## Quoted text
## Start

Saturday, 5 May 2012

Oracle Join Nested/Hash/Sort Merge- Performance Tuning

Normally we have three types of  Oracle join:

1. Nested - Loop Join
2. Hash Join
3. Sort Merge Join

I will discuss about characteristics of these three joins today:

1. Nested Loop Joins

Nested loop joins are useful when small subsets of data are being joined and if the join condition is an efficient way of accessing the second table.
It is very important to ensure that the inner table is driven from (dependent on) the outer table. If the inner table's access path is independent of the outer table, then the same rows are retrieved for every iteration of the outer loop, degrading performance considerably. In such cases, hash joins joining the two independent row sources perform better.
See Also:

A nested loop join involves the following steps:
  1. The optimizer determines the driving table and designates it as the outer table.
  2. The other table is designated as the inner table.
  3. For every row in the outer table, Oracle accesses all the rows in the inner table. The outer loop is for every row in the outer table and the inner loop is for every row in the inner table. The outer loop appears before the inner loop in the execution plan, as follows:
    NESTED LOOPS 
      outer_loop 
      inner_loop 
    

1.1 When the Optimizer Uses Nested Loop Joins

The optimizer uses nested loop joins when joining small number of rows, with a good driving condition between the two tables. You drive from the outer loop to the inner loop, so the order of tables in the execution plan is important.
The outer loop is the driving row source. It produces a set of rows for driving the join condition. The row source can be a table accessed using an index scan or a full table scan. Also, the rows can be produced from any other operation. For example, the output from a nested loop join can be used as a row source for another nested loop join.
The inner loop is iterated for every row returned from the outer loop, ideally by an index scan. If the access path for the inner loop is not dependent on the outer loop, then you can end up with a Cartesian product; for every iteration of the outer loop, the inner loop produces the same set of rows. Therefore, you should use other join methods when two independent row sources are joined together.

1.2 Nested Loop Join Hints

If the optimizer is choosing to use some other join method, you can use the USE_NL(table1 table2) hint, where table1 and table2 are the aliases of the tables being joined.


2 Hash Joins

Hash joins are used for joining large data sets. The optimizer uses the smaller of two tables or data sources to build a hash table on the join key in memory. It then scans the larger table, probing the hash table to find the joined rows.
This method is best used when the smaller table fits in available memory. The cost is then limited to a single read pass over the data for the two tables.

## End

## Objective A
List every type of join that the Oracle joins article names in its opening numbered list.
The rows are separate material with no connection to the Oracle joins article.

## Supplied information
## Start

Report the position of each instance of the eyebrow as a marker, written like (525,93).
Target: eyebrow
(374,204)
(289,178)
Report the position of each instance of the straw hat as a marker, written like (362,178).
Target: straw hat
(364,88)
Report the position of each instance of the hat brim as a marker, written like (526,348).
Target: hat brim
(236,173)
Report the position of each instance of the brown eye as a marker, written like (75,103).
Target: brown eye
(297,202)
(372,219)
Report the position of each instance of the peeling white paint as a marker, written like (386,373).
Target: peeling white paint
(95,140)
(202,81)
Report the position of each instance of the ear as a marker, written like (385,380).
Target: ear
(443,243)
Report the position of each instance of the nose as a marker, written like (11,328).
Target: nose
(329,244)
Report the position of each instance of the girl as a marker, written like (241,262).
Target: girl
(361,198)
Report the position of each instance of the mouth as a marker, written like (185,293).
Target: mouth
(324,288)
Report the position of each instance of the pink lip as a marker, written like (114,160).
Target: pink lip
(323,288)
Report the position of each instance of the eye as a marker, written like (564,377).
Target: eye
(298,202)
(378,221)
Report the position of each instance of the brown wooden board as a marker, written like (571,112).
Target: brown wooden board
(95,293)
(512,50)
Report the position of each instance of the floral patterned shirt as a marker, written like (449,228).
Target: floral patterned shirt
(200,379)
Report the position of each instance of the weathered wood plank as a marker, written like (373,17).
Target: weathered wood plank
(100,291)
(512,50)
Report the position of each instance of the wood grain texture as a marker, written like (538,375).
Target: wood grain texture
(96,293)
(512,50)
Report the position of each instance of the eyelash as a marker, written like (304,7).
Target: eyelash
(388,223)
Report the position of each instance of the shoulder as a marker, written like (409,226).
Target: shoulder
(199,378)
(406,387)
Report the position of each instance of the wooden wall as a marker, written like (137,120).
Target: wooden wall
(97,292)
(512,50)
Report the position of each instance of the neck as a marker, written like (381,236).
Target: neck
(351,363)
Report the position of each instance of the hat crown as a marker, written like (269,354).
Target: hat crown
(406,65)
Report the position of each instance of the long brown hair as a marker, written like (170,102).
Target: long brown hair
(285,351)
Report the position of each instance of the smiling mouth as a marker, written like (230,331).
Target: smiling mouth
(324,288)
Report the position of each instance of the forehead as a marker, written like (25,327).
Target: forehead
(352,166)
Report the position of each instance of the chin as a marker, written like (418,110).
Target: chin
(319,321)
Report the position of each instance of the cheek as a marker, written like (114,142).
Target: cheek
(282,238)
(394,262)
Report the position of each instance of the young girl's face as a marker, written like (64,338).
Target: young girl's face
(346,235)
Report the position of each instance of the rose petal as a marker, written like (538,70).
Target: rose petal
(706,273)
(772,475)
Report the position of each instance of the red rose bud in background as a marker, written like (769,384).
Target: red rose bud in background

## End

## Objective B
Write out again every line of the rows, requests included, starting at the line containing "Report the position of each instance of the young" and ending at the end of the rows. Shift each answer coordinate by adding 9 to both of its numbers.

## Written response A
Nested Loop Join, Hash Join, Sort Merge Join

## Written response B
Report the position of each instance of the young girl's face as a marker, written like (64,338).
Target: young girl's face
(355,244)
Report the position of each instance of the rose petal as a marker, written like (538,70).
Target: rose petal
(715,282)
(781,484)
Report the position of each instance of the red rose bud in background as a marker, written like (769,384).
Target: red rose bud in background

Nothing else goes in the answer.